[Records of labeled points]

════════

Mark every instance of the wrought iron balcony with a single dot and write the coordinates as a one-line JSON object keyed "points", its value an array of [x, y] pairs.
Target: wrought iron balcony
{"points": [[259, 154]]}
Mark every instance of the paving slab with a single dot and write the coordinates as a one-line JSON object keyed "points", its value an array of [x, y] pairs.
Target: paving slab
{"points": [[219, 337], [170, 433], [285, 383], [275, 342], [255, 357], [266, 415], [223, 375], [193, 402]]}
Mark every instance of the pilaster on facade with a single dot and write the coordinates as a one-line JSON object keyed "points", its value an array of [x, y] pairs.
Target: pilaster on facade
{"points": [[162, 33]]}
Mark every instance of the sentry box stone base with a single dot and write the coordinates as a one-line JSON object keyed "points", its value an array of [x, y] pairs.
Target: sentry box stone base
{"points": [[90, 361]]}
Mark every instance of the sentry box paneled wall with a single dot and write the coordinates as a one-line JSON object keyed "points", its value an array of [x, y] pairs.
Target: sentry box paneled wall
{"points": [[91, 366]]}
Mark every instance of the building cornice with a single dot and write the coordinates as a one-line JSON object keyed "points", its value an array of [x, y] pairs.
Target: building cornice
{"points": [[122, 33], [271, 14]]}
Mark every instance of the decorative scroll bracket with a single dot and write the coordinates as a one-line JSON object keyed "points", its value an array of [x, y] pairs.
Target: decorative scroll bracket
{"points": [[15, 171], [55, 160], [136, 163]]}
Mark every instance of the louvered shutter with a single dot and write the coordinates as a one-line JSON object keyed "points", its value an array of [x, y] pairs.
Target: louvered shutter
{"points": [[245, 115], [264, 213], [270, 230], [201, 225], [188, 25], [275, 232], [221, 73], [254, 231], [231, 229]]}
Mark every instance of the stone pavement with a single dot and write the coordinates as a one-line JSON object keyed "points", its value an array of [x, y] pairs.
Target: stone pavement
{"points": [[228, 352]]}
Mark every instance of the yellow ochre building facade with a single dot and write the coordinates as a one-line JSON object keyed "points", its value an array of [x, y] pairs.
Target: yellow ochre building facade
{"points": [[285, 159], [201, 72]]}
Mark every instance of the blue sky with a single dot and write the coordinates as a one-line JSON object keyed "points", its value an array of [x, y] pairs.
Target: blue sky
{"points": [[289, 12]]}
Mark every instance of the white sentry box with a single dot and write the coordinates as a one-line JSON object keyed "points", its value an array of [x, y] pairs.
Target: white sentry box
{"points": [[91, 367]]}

════════

**What is needed**
Give back, word for word, the stretch of lines from the one containing "Mark every instance of the blue" through the last line above.

**Written reply**
Mark every instance of the blue sky with a single dot and write the coordinates as a one-line JSON object keyed "points", its value an array of [x, y] pairs.
Target: blue sky
{"points": [[289, 12]]}
Mark every instance of the white sentry box with a single dot and write the coordinates as a one-line JSON object keyed "points", its value an array of [x, y] pairs.
Target: white sentry box
{"points": [[91, 367]]}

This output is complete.